-- BEGIN DOCUMENT --
# Green Tree Python / Colombian Red Tail



## huntx7 (Nov 13, 2004)

Hey all,

Well, finally got the camera back up and running. I just got my new Lereh Green Tree Python yesterday and decided to take some pics (in a few days I will take some pictures with the glass opened for best quality) of the GTP and my male BCI.

The GTP is yellow now, but will go through color shade changes through the rest of his life. Please notice the connecting line down his back which is an indicator that he should have a blue line down his back once he gets older which isn't too common, but isn't rare.

I showed you guys the male BCI a while ago, he hasn't grown as much as he should because I had trouble feeding him for a few weeks after Katrina (I don't feed live and our frozen rats died since our power was out for a few weeks, it was beyond my control). Please don't think of me badly for being unable to feed him, but there was really nothing I could do about it, but he is definitely back on track with eating now and has grown a good bit. Anyways, I took some pictures of him getting a soak/bath and one of him in his enclosure.
-- END DOCUMENT --
■ EXERCISE REQUIREMENTS ■
- 1) Translate this sentence from the python thread into Spanish: "The GTP is yellow now, but will go through color shade changes through the rest of his life."
- 2) Pull out every line of the records that contains the string "fence".
-- BEGIN EXCERPTED RECORDS --
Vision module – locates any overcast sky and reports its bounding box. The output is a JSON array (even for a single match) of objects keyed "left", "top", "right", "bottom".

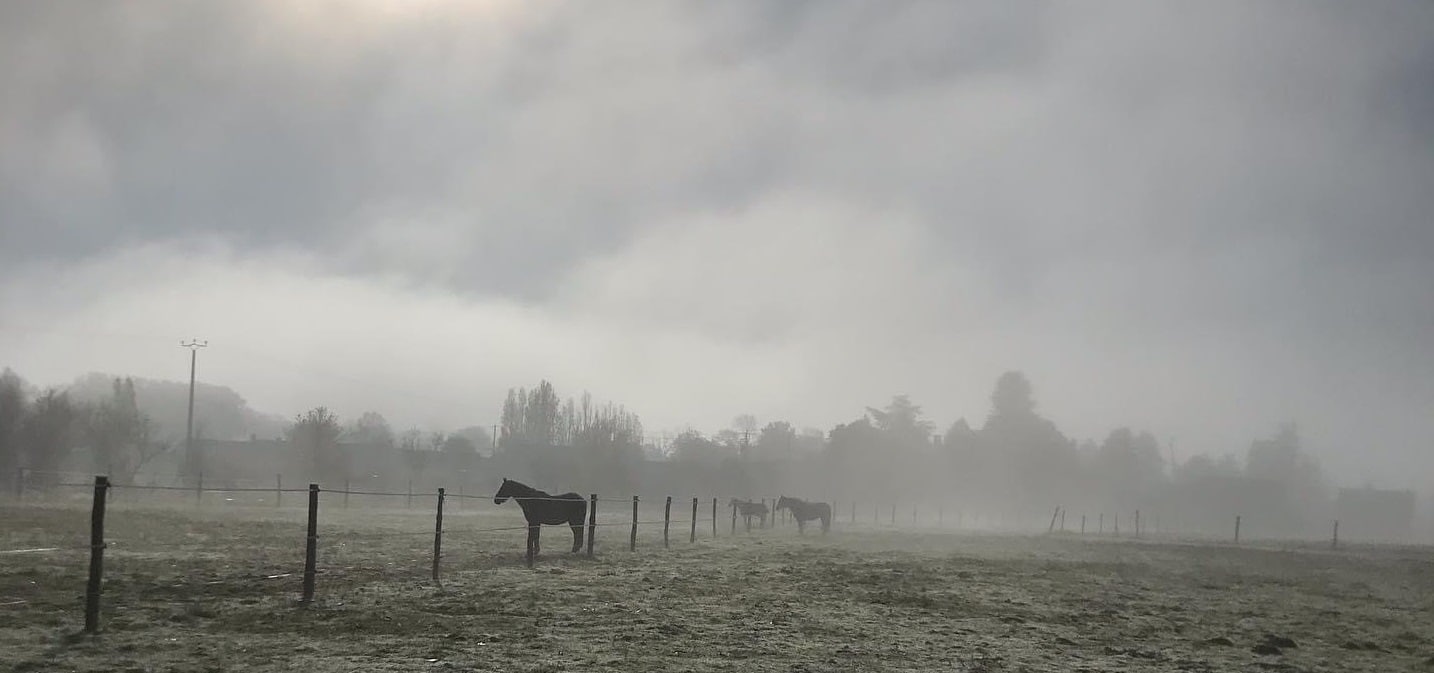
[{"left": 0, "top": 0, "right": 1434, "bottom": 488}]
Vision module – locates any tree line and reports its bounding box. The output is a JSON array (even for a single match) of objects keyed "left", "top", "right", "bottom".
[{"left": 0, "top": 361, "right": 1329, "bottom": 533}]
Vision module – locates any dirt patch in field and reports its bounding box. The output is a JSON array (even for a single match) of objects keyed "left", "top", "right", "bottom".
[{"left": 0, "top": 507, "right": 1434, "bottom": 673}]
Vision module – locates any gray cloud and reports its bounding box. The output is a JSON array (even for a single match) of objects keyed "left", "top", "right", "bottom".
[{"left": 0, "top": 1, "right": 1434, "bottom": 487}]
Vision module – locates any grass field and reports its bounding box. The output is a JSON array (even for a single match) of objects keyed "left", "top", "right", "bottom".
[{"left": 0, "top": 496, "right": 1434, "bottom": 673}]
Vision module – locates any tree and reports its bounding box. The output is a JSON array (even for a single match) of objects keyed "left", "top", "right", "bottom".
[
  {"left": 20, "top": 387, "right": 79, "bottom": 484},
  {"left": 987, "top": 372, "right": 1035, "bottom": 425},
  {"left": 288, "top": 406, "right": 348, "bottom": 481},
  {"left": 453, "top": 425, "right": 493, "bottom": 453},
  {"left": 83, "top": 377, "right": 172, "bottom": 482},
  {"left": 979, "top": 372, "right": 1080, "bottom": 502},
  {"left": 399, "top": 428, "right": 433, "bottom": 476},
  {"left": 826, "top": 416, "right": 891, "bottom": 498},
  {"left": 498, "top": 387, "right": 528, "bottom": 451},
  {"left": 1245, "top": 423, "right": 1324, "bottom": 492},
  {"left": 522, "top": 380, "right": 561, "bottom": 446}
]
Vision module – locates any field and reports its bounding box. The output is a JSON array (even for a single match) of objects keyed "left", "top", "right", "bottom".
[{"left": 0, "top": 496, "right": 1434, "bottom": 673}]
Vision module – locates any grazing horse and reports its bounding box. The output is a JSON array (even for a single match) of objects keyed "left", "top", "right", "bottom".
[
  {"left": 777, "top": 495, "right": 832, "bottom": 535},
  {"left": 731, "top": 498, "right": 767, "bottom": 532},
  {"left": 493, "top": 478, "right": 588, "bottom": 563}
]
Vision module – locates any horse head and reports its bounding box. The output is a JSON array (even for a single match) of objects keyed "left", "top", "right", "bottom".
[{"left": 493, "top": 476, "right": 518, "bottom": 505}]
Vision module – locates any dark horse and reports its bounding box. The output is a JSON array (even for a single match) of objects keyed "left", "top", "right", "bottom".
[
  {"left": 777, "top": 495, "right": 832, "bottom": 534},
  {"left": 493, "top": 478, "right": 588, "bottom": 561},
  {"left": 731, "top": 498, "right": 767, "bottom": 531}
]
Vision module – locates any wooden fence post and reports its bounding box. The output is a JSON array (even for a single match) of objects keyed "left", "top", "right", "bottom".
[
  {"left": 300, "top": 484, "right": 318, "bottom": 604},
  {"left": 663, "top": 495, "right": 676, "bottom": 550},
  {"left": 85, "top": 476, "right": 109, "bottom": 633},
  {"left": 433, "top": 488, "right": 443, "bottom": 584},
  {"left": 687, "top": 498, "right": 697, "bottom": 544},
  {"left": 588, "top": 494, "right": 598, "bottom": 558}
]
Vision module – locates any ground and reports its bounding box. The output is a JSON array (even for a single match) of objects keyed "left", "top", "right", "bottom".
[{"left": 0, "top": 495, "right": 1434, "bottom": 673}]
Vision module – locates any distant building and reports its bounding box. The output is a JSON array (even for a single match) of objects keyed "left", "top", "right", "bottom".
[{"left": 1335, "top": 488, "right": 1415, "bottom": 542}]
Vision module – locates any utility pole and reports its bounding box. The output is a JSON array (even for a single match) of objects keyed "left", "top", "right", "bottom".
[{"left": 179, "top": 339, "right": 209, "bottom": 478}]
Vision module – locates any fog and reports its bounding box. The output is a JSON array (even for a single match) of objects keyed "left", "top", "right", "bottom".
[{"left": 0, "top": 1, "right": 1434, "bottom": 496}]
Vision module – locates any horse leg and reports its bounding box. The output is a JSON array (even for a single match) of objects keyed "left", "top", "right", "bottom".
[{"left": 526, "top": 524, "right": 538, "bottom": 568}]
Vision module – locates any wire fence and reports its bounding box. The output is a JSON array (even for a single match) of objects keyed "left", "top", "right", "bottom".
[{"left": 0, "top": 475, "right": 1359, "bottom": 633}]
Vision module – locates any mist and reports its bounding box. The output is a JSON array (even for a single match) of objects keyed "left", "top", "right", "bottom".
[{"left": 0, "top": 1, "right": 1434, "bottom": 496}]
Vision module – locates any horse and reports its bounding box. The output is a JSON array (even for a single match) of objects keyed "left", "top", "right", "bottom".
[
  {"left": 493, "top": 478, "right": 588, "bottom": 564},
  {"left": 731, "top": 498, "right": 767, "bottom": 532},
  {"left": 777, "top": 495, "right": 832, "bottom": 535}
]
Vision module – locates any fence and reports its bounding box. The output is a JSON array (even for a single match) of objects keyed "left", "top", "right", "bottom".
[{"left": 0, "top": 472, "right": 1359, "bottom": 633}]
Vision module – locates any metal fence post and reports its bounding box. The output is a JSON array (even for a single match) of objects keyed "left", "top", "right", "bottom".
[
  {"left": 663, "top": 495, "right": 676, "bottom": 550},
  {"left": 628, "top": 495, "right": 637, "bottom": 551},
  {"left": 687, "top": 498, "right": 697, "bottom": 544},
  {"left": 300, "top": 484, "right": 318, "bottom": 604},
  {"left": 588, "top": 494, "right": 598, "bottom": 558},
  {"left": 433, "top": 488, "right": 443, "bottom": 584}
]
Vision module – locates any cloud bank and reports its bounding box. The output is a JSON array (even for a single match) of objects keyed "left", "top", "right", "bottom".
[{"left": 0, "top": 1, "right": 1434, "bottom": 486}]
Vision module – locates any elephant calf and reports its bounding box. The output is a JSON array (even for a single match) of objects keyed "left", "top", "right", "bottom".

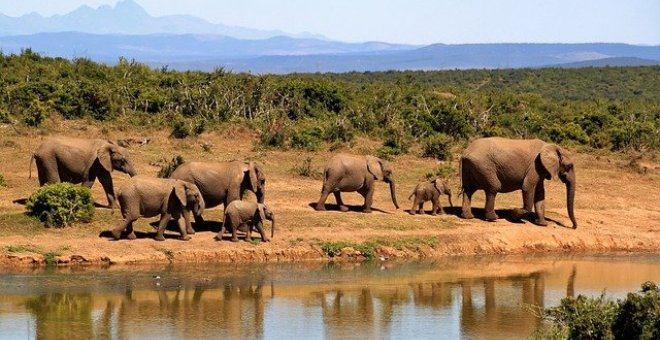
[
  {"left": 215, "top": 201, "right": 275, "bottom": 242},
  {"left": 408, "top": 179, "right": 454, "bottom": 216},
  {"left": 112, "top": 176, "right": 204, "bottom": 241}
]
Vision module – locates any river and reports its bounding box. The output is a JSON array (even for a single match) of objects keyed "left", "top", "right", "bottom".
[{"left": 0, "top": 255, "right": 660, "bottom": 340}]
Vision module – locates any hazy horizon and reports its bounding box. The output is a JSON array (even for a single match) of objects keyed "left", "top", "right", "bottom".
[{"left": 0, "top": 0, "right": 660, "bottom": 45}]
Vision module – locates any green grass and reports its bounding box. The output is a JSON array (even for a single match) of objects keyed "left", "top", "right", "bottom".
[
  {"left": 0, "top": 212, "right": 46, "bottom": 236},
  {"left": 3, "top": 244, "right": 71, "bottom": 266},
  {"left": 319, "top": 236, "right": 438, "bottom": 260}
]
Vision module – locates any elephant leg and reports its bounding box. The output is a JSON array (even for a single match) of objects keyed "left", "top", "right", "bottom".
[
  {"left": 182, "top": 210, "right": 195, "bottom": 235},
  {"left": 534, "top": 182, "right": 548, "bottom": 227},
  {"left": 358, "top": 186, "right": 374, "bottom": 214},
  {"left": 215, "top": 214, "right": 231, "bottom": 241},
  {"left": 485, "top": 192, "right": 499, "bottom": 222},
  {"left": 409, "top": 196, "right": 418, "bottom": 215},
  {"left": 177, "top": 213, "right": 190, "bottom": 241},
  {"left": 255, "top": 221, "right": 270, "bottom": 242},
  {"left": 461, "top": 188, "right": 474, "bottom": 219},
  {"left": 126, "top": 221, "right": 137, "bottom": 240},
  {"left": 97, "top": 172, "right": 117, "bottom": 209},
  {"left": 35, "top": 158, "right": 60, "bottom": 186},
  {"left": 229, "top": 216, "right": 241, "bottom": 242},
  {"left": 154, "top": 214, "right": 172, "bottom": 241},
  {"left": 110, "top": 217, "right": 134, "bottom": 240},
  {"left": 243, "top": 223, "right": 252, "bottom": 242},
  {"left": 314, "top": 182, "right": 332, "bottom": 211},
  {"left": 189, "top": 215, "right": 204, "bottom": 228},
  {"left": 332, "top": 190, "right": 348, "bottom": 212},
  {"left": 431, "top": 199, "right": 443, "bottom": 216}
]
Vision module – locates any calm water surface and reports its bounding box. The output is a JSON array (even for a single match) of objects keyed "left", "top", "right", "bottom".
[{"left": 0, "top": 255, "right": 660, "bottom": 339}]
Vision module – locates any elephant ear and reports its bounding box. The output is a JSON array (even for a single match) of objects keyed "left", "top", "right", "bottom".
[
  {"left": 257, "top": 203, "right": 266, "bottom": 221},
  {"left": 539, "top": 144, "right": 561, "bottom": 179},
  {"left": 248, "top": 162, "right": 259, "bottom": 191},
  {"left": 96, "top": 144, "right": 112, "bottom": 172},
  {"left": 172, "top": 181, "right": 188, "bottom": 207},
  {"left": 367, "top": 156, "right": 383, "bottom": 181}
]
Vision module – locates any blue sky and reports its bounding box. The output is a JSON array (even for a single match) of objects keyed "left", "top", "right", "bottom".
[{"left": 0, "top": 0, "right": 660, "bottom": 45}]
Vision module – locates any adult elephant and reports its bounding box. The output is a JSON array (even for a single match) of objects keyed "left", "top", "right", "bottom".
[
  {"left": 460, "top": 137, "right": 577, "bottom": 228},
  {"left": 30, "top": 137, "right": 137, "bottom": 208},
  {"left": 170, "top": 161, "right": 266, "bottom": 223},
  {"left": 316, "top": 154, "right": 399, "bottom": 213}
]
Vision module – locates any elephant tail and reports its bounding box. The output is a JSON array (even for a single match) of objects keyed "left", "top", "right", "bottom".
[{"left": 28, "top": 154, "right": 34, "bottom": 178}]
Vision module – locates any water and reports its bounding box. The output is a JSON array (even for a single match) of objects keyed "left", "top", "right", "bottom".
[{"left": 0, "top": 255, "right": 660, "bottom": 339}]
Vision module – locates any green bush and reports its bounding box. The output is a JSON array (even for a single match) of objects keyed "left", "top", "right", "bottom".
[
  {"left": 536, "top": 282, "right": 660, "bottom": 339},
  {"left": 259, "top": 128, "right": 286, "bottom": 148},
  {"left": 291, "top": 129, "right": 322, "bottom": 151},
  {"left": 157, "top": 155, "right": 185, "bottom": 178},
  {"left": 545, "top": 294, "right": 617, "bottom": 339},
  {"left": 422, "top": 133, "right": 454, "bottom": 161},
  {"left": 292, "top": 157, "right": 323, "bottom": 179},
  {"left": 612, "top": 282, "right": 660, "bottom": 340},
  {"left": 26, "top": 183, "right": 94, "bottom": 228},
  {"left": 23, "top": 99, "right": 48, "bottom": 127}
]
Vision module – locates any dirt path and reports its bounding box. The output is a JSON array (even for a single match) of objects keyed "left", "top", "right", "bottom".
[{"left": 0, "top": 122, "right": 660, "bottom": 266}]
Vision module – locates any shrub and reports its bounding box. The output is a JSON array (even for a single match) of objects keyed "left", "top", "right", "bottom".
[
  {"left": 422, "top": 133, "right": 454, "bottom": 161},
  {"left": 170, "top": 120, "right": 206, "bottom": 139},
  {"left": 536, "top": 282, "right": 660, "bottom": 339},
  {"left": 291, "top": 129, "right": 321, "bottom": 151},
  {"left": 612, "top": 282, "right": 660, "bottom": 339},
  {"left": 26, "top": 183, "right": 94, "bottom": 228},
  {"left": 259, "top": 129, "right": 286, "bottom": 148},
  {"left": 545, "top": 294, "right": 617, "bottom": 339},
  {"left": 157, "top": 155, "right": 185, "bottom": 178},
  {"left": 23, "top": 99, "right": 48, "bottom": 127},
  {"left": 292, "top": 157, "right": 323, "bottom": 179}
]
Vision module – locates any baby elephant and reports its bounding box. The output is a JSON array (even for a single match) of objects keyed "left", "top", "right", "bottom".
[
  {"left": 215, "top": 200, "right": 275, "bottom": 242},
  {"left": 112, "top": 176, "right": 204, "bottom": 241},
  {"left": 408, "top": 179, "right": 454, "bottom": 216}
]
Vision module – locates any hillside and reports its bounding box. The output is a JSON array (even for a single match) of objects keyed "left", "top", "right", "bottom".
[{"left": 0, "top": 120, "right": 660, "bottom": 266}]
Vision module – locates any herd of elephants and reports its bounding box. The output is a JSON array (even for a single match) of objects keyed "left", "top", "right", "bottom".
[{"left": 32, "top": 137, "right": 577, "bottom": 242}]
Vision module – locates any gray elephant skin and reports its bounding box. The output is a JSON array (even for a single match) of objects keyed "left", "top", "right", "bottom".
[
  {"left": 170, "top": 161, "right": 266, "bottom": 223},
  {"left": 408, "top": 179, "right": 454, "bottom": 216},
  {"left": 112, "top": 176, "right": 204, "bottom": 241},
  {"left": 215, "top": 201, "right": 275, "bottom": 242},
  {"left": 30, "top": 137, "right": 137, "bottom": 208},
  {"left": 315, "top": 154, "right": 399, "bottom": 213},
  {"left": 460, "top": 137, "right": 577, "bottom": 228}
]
-- END EXCERPTED RECORDS --
■ SOLVED PROBLEMS ■
- 1) El GTP ahora es amarillo, pero pasará por cambios de tonalidad de color durante el resto de su vida.

- 2)
Vision module – locates any wooden fence post and reports its bounding box. The output is a JSON array (even for a single match) of objects keyed "left", "top", "right", "bottom".
Vision module – locates any wire fence and reports its bounding box. The output is a JSON array (even for a single match) of objects keyed "left", "top", "right", "bottom".
Vision module – locates any fence and reports its bounding box. The output is a JSON array (even for a single match) of objects keyed "left", "top", "right", "bottom".
Vision module – locates any metal fence post and reports its bounding box. The output is a JSON array (even for a single match) of objects keyed "left", "top", "right", "bottom".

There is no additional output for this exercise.